**To do:** Copy the rows below exactly as they appear, leaving out the pictures.

**Data to use:**
•••

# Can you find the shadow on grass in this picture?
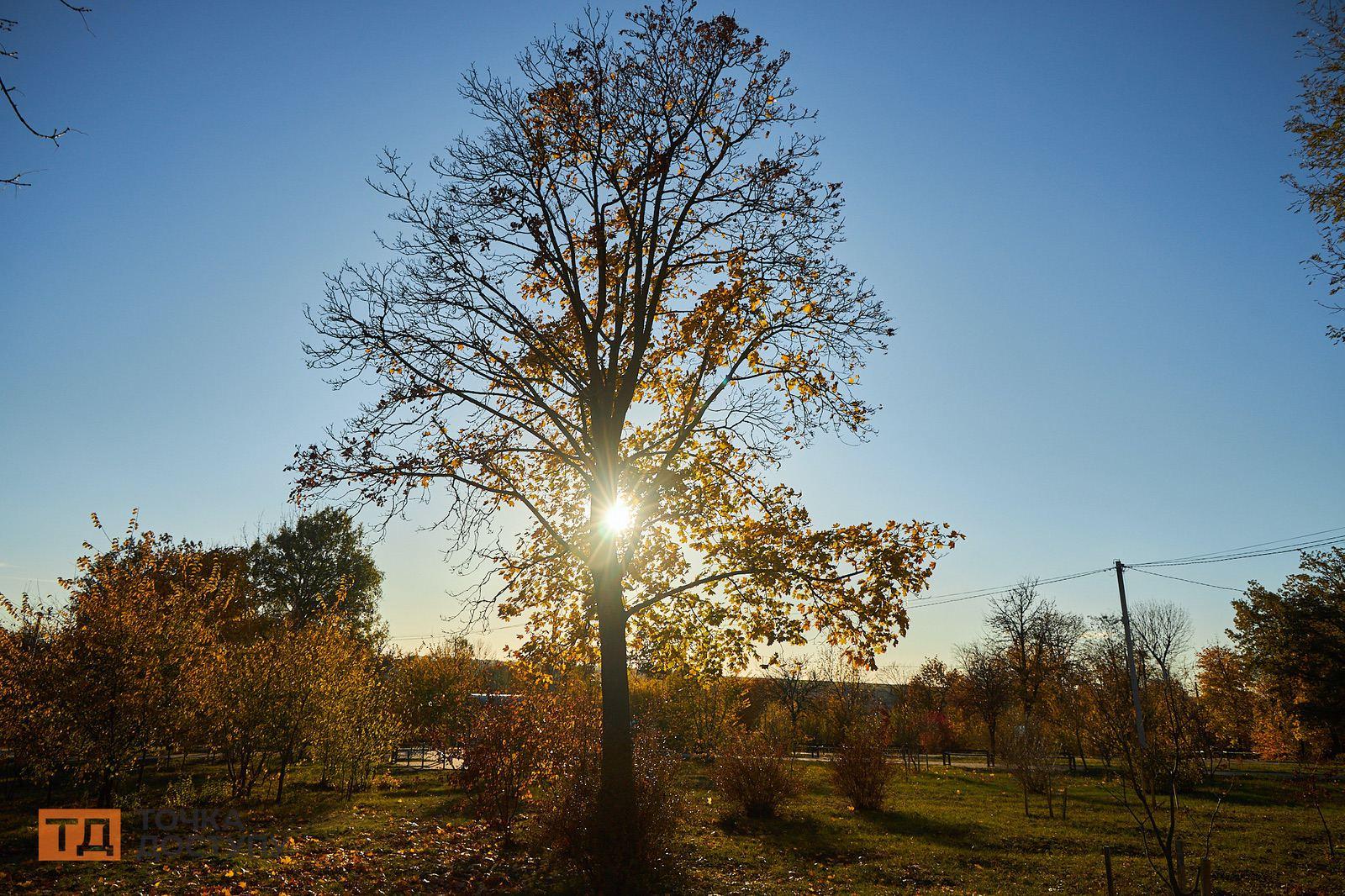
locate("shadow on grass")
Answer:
[856,809,986,846]
[717,813,857,864]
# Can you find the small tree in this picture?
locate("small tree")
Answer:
[247,507,383,632]
[831,714,892,811]
[1004,719,1060,818]
[953,643,1013,766]
[765,654,825,750]
[713,728,799,818]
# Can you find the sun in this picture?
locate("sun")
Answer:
[603,498,635,535]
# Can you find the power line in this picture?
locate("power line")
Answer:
[1126,526,1345,567]
[1138,526,1345,567]
[1126,535,1345,569]
[906,526,1345,608]
[1126,567,1246,594]
[908,567,1111,607]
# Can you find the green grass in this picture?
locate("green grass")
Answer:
[0,763,1345,896]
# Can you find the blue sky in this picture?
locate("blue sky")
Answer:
[0,0,1345,663]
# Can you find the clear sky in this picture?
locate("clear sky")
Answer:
[0,0,1345,663]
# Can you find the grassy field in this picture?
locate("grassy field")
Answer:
[0,763,1345,896]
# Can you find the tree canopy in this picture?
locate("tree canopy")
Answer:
[294,2,959,877]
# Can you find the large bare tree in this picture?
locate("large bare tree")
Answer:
[0,0,92,188]
[296,3,959,878]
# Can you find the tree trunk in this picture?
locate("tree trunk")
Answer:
[593,551,637,893]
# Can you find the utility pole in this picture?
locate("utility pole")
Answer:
[1116,560,1148,750]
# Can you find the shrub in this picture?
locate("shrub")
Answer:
[1002,719,1060,815]
[713,730,799,818]
[831,716,892,811]
[462,699,547,842]
[533,690,681,893]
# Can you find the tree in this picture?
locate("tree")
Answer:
[249,507,383,631]
[0,514,238,806]
[1195,645,1256,751]
[1228,547,1345,755]
[294,2,960,889]
[986,578,1083,719]
[957,641,1013,766]
[0,0,92,187]
[1284,0,1345,343]
[765,656,827,748]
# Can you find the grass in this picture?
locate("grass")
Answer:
[0,763,1345,896]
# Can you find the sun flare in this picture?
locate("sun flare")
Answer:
[603,498,635,535]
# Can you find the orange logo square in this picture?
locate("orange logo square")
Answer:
[38,809,121,862]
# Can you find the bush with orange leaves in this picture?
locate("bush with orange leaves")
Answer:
[711,726,799,818]
[831,713,892,811]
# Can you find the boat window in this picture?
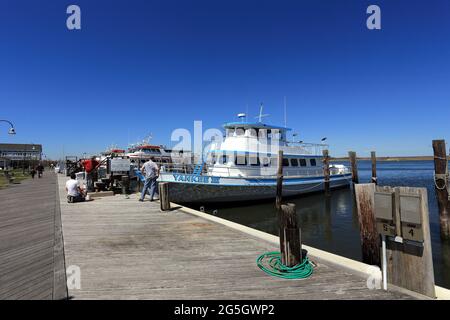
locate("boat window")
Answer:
[248,154,260,167]
[246,128,258,137]
[222,155,229,164]
[236,128,245,136]
[234,155,247,166]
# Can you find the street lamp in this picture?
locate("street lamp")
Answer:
[0,120,16,135]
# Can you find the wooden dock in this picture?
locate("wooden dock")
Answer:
[59,175,413,300]
[0,172,67,300]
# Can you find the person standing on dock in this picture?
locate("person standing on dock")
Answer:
[81,157,98,192]
[36,163,44,178]
[66,172,86,203]
[139,160,159,202]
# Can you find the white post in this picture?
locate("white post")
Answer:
[381,234,387,291]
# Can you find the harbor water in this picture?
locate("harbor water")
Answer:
[192,161,450,288]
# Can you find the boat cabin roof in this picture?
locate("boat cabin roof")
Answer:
[223,122,292,131]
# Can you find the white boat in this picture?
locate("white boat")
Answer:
[159,114,351,203]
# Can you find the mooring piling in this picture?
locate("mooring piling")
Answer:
[280,203,302,267]
[348,151,359,184]
[370,151,378,184]
[158,182,170,211]
[433,140,450,239]
[355,184,381,266]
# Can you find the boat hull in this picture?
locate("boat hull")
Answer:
[160,174,351,203]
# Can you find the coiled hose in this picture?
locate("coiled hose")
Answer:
[256,251,313,279]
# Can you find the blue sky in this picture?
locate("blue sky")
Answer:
[0,0,450,158]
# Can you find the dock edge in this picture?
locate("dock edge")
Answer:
[171,202,450,300]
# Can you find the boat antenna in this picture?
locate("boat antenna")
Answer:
[238,113,247,123]
[255,102,269,122]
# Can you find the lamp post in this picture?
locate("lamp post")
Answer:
[0,119,16,134]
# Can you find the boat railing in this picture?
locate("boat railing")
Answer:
[285,142,329,156]
[149,162,351,177]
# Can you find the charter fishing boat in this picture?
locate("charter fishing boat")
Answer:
[159,114,351,204]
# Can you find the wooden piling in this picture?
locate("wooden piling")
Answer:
[275,150,283,211]
[370,151,378,184]
[280,203,302,267]
[355,184,381,266]
[158,182,170,211]
[348,151,359,184]
[433,140,450,238]
[323,150,330,196]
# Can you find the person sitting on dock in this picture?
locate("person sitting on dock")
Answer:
[139,160,159,202]
[66,172,86,203]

•••

**Written solution:**
# Can you find the shadow on grass in this picture?
locate("shadow on grass")
Answer:
[856,809,986,846]
[717,813,857,864]
# Can you find the small tree in this picture?
locate("small tree")
Answer:
[247,507,383,632]
[831,714,892,811]
[1004,719,1060,818]
[953,643,1013,766]
[765,654,825,750]
[713,728,799,818]
# Can you find the sun in this picture?
locate("sun")
Answer:
[603,498,635,535]
# Can you find the power line in this picture?
locate("power line")
Answer:
[1126,526,1345,567]
[1138,526,1345,567]
[1126,535,1345,569]
[906,526,1345,608]
[1126,567,1246,594]
[908,567,1111,607]
# Can you find the green grass in this picture?
locate("green grass")
Answer:
[0,763,1345,896]
# Can you find the blue sky in this picture?
locate("blue sky")
Answer:
[0,0,1345,663]
# Can you find the clear sky in this picture?
locate("clear sky")
Answer:
[0,0,1345,663]
# Can you find the grassy field in this picture?
locate("grassy field")
Answer:
[0,763,1345,896]
# Can you find the tree canopy in this picture?
locate("tree canopy")
Answer:
[294,2,959,877]
# Can you find the large bare tree in this picture?
locate("large bare tree")
Answer:
[0,0,92,188]
[296,3,959,878]
# Can you find the tree trunk in this picture?
locate("tree trunk")
Answer:
[593,551,637,893]
# Can you find the utility pole in this picture?
locate("utility pole")
Answer:
[1116,560,1148,750]
# Can you find the shrub in this picture?
locate("shrub")
Answer:
[1002,719,1060,815]
[713,730,799,818]
[831,716,892,811]
[462,699,547,842]
[533,690,681,893]
# Can you find the tree in this picture?
locate("tree")
Answer:
[249,507,383,631]
[0,514,238,806]
[1195,645,1256,751]
[1228,547,1345,755]
[294,2,960,889]
[986,578,1083,719]
[957,641,1013,766]
[0,0,92,187]
[1284,0,1345,343]
[765,656,827,748]
# Can you find the grass in this picture?
locate("grass")
Answer:
[0,763,1345,896]
# Can you find the sun flare in this picture?
locate("sun flare")
Answer:
[603,498,635,535]
# Can you find the orange logo square in this picture?
locate("orange logo square")
Answer:
[38,809,121,862]
# Can you find the bush with orange leaves in this picture?
locate("bush with orange leaves")
Answer:
[711,726,799,818]
[831,713,892,811]
# Can you find the boat window in this picture?
locate("boat window")
Answer:
[248,154,260,167]
[246,128,258,137]
[222,155,229,164]
[236,128,245,136]
[234,155,247,166]
# Can you find the street lamp in this picture?
locate("street lamp")
Answer:
[0,120,16,135]
# Can you find the wooden dock in this picture?
locate("wooden dock")
Answer:
[59,175,413,300]
[0,172,67,300]
# Can you find the person standing on dock in this picture?
locate("person standing on dock")
Answer:
[81,157,98,192]
[36,163,44,178]
[66,172,86,203]
[139,160,159,202]
# Can you find the white post in this picture?
locate("white post")
Answer:
[381,234,387,291]
# Can you find the harbor water in this picture?
locate("harbor water")
Answer:
[192,161,450,288]
# Can you find the boat cabin roof in this picture?
locate("boat cabin roof")
Answer:
[223,122,292,131]
# Can you find the white boat in this picture?
locate("white boat")
Answer:
[159,114,351,203]
# Can you find the mooring piling in this picture?
locate("mooring piling")
Answer:
[280,203,302,267]
[348,151,359,184]
[370,151,378,184]
[158,182,170,211]
[433,140,450,239]
[355,184,381,266]
# Can you find the boat hull in this picture?
locate("boat hull")
Answer:
[160,174,351,203]
# Can you find the coiled hose in this picture?
locate("coiled hose")
Answer:
[256,251,313,279]
# Can you find the blue sky in this picture?
locate("blue sky")
Answer:
[0,0,450,158]
# Can you find the dock edge in this picture?
locate("dock edge")
Answer:
[171,202,450,300]
# Can you find the boat antenna in this picture?
locate("boat antenna")
Answer:
[238,113,247,123]
[255,102,269,122]
# Can you find the lamp post in this picture?
locate("lamp post")
Answer:
[0,119,16,134]
# Can you find the boat railing in this picture?
locate("boat railing")
Answer:
[285,142,329,156]
[149,162,351,177]
# Can you find the charter fishing boat in this picture?
locate("charter fishing boat")
Answer:
[159,114,351,204]
# Can you find the wooden piling in this picture?
locate("wooden piling")
Answer:
[275,150,283,211]
[370,151,378,184]
[280,203,302,267]
[355,184,381,266]
[158,182,170,211]
[348,151,359,184]
[433,140,450,238]
[323,150,330,196]
# Can you find the person sitting on dock in this picture?
locate("person sitting on dock")
Answer:
[139,160,159,202]
[66,172,86,203]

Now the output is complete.